Document section:
A Man Came To Me For Medical Aid; Five Months Ago
He Bad Been Wounded By A Poisoned Arrow In The Leg, Below The Calf, And
The Entire Foot Had Been Eaten Away By The Action Of The Poison.
The
bone rotted through just above the ankle, and the foot dropped off.
The
most violent poison is the produce of the root of a tree, whose milky
juice yields a resin that is smeared upon the arrow. It is brought from
a great distance, from some country far west of Gondokoro. The juice of
the species of euphorbia, common in these countries, is also used for
poisoning arrows. Boiled to the consistence of tar, it is then smeared
upon the blade. The action of the poison is to corrode the flesh, which
loses its fiber, and drops away like jelly, after severe inflammation
and swelling. The arrows are barbed with diabolical ingenuity; some are
arranged with poisoned heads that fit into sockets; these detach from
the arrow on an attempt to withdraw them; thus the barbed blade, thickly
smeared with poison, remains in the wound, and before it can be cut out
the poison is absorbed by the system. Fortunately the natives are bad
archers. The bows are invariably made of the male bamboo, and are kept
perpetually strung; they are exceedingly stiff, but not very elastic,
and the arrows are devoid of feathers, being simple reeds or other light
wood, about three feet long, and slightly knobbed at the base as a hold
for the finger and thumb; the string is never drawn with the two
forefingers, as in most countries, but is simply pulled by holding the
arrow between the middle joint of the forefinger and the thumb.

Supplied information:

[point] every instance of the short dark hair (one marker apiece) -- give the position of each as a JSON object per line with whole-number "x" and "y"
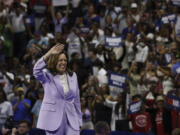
{"x": 52, "y": 62}
{"x": 101, "y": 127}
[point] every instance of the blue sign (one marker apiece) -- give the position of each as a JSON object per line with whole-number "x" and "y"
{"x": 117, "y": 80}
{"x": 176, "y": 68}
{"x": 113, "y": 41}
{"x": 134, "y": 107}
{"x": 173, "y": 102}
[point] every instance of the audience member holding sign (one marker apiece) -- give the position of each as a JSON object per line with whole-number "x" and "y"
{"x": 141, "y": 121}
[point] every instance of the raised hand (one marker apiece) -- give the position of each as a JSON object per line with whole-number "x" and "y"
{"x": 58, "y": 48}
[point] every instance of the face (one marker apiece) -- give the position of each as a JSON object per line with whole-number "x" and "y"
{"x": 61, "y": 64}
{"x": 23, "y": 128}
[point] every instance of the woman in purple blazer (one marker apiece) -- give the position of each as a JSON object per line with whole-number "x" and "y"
{"x": 60, "y": 113}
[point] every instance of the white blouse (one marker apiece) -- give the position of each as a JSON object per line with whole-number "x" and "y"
{"x": 64, "y": 83}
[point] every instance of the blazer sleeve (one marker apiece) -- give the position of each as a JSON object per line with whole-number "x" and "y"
{"x": 77, "y": 103}
{"x": 38, "y": 72}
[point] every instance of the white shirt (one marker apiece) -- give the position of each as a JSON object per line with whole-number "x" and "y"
{"x": 5, "y": 111}
{"x": 114, "y": 117}
{"x": 64, "y": 83}
{"x": 18, "y": 22}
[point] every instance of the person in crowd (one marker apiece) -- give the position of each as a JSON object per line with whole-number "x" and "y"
{"x": 5, "y": 108}
{"x": 162, "y": 118}
{"x": 23, "y": 128}
{"x": 102, "y": 128}
{"x": 119, "y": 112}
{"x": 141, "y": 121}
{"x": 60, "y": 112}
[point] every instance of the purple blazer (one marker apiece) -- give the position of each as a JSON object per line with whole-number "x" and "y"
{"x": 55, "y": 103}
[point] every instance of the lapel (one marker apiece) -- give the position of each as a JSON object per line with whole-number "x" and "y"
{"x": 70, "y": 82}
{"x": 59, "y": 86}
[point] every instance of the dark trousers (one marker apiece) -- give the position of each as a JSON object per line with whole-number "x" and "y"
{"x": 19, "y": 44}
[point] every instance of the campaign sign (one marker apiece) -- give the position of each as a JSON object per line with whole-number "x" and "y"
{"x": 117, "y": 80}
{"x": 176, "y": 68}
{"x": 172, "y": 18}
{"x": 134, "y": 107}
{"x": 173, "y": 102}
{"x": 113, "y": 41}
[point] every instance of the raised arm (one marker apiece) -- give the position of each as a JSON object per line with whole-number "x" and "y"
{"x": 41, "y": 63}
{"x": 77, "y": 104}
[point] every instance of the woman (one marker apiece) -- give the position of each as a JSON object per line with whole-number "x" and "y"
{"x": 119, "y": 112}
{"x": 36, "y": 107}
{"x": 86, "y": 115}
{"x": 60, "y": 113}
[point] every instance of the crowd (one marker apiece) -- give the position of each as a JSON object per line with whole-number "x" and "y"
{"x": 136, "y": 41}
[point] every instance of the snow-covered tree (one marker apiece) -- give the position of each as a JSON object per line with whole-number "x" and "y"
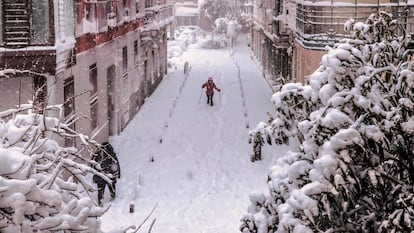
{"x": 354, "y": 169}
{"x": 214, "y": 9}
{"x": 44, "y": 187}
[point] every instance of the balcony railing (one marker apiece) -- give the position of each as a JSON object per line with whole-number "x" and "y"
{"x": 104, "y": 15}
{"x": 318, "y": 26}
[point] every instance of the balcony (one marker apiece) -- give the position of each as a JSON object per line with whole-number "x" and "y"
{"x": 320, "y": 25}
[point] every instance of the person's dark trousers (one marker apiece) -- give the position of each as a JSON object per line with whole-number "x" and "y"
{"x": 210, "y": 99}
{"x": 101, "y": 190}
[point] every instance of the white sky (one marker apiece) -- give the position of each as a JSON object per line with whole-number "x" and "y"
{"x": 202, "y": 175}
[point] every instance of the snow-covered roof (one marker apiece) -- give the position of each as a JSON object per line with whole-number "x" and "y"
{"x": 186, "y": 11}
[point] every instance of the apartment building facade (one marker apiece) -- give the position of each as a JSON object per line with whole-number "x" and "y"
{"x": 100, "y": 59}
{"x": 289, "y": 37}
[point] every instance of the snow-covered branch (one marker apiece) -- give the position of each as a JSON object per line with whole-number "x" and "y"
{"x": 43, "y": 188}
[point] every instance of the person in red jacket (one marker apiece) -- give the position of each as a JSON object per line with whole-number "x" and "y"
{"x": 210, "y": 86}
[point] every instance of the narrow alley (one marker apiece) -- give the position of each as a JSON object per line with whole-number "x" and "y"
{"x": 189, "y": 159}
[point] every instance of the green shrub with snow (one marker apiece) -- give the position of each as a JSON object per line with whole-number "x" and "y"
{"x": 42, "y": 187}
{"x": 354, "y": 169}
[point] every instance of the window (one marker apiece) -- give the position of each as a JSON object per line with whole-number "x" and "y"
{"x": 93, "y": 98}
{"x": 69, "y": 107}
{"x": 40, "y": 93}
{"x": 39, "y": 22}
{"x": 23, "y": 24}
{"x": 94, "y": 113}
{"x": 68, "y": 95}
{"x": 93, "y": 80}
{"x": 148, "y": 3}
{"x": 136, "y": 53}
{"x": 124, "y": 60}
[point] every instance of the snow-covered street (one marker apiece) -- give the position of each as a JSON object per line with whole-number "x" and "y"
{"x": 190, "y": 159}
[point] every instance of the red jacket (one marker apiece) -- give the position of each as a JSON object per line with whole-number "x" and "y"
{"x": 210, "y": 86}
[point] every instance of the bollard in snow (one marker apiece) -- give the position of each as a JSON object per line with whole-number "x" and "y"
{"x": 131, "y": 207}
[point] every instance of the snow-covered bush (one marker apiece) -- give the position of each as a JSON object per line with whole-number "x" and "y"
{"x": 354, "y": 170}
{"x": 42, "y": 186}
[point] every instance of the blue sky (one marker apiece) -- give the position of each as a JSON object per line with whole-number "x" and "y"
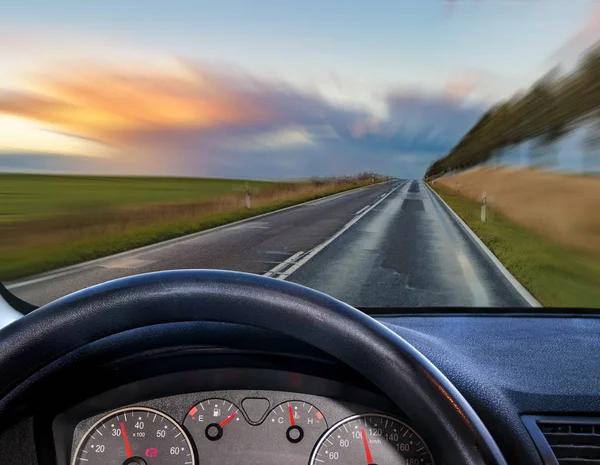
{"x": 261, "y": 88}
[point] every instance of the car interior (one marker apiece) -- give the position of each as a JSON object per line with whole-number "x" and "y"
{"x": 206, "y": 366}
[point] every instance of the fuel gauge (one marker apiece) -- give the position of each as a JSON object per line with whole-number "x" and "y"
{"x": 298, "y": 421}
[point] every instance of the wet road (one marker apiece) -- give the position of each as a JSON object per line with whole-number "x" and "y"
{"x": 388, "y": 245}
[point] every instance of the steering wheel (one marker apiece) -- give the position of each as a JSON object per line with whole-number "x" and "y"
{"x": 33, "y": 343}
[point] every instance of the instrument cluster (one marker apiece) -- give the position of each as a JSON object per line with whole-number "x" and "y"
{"x": 237, "y": 427}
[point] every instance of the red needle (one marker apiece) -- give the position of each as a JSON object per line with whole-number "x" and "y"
{"x": 366, "y": 444}
{"x": 126, "y": 440}
{"x": 228, "y": 419}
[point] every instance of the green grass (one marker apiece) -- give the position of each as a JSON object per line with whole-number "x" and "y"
{"x": 55, "y": 221}
{"x": 30, "y": 197}
{"x": 556, "y": 275}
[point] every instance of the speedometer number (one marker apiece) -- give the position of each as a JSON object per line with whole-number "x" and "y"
{"x": 135, "y": 436}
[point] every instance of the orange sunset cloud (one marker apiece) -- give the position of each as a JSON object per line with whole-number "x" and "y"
{"x": 106, "y": 104}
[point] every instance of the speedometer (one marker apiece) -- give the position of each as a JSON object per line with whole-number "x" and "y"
{"x": 134, "y": 436}
{"x": 369, "y": 440}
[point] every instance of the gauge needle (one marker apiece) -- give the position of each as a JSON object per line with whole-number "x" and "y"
{"x": 367, "y": 449}
{"x": 126, "y": 440}
{"x": 228, "y": 419}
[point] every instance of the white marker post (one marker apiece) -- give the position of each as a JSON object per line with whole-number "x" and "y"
{"x": 483, "y": 207}
{"x": 248, "y": 200}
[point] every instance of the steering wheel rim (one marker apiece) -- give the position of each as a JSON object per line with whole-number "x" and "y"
{"x": 388, "y": 361}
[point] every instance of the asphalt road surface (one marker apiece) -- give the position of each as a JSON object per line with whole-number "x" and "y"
{"x": 388, "y": 245}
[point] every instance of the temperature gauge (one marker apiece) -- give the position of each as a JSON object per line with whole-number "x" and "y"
{"x": 298, "y": 421}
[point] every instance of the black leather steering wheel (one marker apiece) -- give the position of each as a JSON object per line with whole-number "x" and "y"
{"x": 432, "y": 403}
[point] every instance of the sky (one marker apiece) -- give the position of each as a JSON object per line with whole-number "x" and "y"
{"x": 266, "y": 88}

Task prompt:
Please edit the passage on poisoned arrows: give it again starting at the words "A Man Came To" and ending after "Of The Poison.", with "Five" changed to "Six".

Exercise output:
A Man Came To Me For Medical Aid; Six Months Ago
He Bad Been Wounded By A Poisoned Arrow In The Leg, Below The Calf, And
The Entire Foot Had Been Eaten Away By The Action Of The Poison.